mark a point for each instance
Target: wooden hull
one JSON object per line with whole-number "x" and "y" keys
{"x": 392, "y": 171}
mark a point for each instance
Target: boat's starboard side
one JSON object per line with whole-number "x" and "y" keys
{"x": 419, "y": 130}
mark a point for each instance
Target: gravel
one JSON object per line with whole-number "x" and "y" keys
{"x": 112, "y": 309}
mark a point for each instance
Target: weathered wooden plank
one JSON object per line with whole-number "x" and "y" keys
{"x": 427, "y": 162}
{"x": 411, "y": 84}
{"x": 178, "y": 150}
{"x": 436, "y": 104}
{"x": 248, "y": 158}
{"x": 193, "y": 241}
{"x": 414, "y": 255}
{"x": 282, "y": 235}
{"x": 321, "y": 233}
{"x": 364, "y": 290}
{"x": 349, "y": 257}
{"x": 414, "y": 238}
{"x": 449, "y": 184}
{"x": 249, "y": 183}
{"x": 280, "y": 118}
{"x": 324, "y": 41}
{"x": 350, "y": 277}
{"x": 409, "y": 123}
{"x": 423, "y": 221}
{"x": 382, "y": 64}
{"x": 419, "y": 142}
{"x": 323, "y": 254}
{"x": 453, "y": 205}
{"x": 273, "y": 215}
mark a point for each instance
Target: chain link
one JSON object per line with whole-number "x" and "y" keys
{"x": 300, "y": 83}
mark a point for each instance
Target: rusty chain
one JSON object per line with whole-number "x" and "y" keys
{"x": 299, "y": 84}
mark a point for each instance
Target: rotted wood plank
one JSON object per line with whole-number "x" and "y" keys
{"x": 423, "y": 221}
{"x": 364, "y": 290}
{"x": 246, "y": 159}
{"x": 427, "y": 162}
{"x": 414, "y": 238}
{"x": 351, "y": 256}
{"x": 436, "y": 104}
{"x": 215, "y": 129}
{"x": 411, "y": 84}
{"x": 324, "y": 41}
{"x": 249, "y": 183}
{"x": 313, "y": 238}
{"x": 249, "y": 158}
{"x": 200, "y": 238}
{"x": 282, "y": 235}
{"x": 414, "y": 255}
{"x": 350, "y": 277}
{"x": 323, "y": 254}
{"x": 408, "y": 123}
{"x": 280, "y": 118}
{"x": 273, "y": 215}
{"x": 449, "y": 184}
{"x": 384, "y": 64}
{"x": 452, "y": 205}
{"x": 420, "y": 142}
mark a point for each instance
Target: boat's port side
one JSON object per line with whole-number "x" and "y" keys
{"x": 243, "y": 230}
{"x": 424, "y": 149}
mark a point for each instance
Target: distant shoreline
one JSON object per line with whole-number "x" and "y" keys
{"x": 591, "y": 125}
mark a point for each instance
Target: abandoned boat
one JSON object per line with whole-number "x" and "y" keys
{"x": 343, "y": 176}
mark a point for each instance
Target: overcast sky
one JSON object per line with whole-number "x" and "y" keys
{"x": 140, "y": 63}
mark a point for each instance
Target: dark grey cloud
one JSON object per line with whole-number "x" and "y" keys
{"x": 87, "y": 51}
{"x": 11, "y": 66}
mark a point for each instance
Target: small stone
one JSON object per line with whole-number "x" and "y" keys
········
Extract all lines as given.

mark a point for each instance
Target: wooden hull
one JSON object per line with whole-number "x" and "y" keys
{"x": 392, "y": 171}
mark a point for each instance
Target: boat's starboard side
one JSON object per line with whole-number "x" and "y" keys
{"x": 419, "y": 130}
mark a point for each instance
Target: gravel
one JSON object per line with whole-number "x" and "y" keys
{"x": 112, "y": 309}
mark a point for each instance
Target: weathered wooden plank
one JSON object per line with whole-number "x" and "y" keys
{"x": 427, "y": 162}
{"x": 411, "y": 84}
{"x": 178, "y": 150}
{"x": 436, "y": 104}
{"x": 248, "y": 158}
{"x": 193, "y": 241}
{"x": 414, "y": 255}
{"x": 282, "y": 235}
{"x": 321, "y": 233}
{"x": 364, "y": 290}
{"x": 349, "y": 257}
{"x": 414, "y": 238}
{"x": 449, "y": 184}
{"x": 249, "y": 183}
{"x": 280, "y": 118}
{"x": 324, "y": 41}
{"x": 350, "y": 277}
{"x": 409, "y": 123}
{"x": 423, "y": 221}
{"x": 382, "y": 64}
{"x": 419, "y": 142}
{"x": 323, "y": 254}
{"x": 453, "y": 205}
{"x": 273, "y": 215}
mark a point for each instance
Target: chain link
one JSON object per line with whole-number "x" and "y" keys
{"x": 300, "y": 83}
mark a point for each instance
Target: rusty chain
one JSON object per line with whole-number "x" and "y" keys
{"x": 299, "y": 84}
mark a point for each instance
Target: rotted wood plank
one JSON object per line with whole-number "x" and "y" keys
{"x": 423, "y": 221}
{"x": 364, "y": 290}
{"x": 246, "y": 159}
{"x": 427, "y": 162}
{"x": 414, "y": 238}
{"x": 351, "y": 256}
{"x": 436, "y": 104}
{"x": 215, "y": 129}
{"x": 411, "y": 84}
{"x": 324, "y": 41}
{"x": 249, "y": 183}
{"x": 313, "y": 238}
{"x": 249, "y": 158}
{"x": 200, "y": 238}
{"x": 282, "y": 235}
{"x": 414, "y": 255}
{"x": 350, "y": 277}
{"x": 323, "y": 254}
{"x": 408, "y": 123}
{"x": 280, "y": 118}
{"x": 273, "y": 215}
{"x": 449, "y": 184}
{"x": 384, "y": 64}
{"x": 452, "y": 205}
{"x": 420, "y": 142}
mark a point for each instance
Target: boat's port side
one JSON object per line with whole-number "x" and "y" keys
{"x": 243, "y": 230}
{"x": 424, "y": 149}
mark a point for each instance
Target: distant shoreline
one JSON object per line with whole-number "x" and "y" keys
{"x": 591, "y": 125}
mark a point for each instance
Target: abandoned boat
one JSON object per line with whole-number "x" and "y" keys
{"x": 343, "y": 176}
mark a point for each instance
Target: overcast sky
one JSON object per line with whole-number "x" and "y" keys
{"x": 140, "y": 63}
mark a point for each instance
Target: dark grey cloud
one JSON object per line with whole-number "x" and "y" keys
{"x": 87, "y": 51}
{"x": 11, "y": 66}
mark a point for each instance
Target: small stone
one JSON object per line with whole-number "x" and "y" keys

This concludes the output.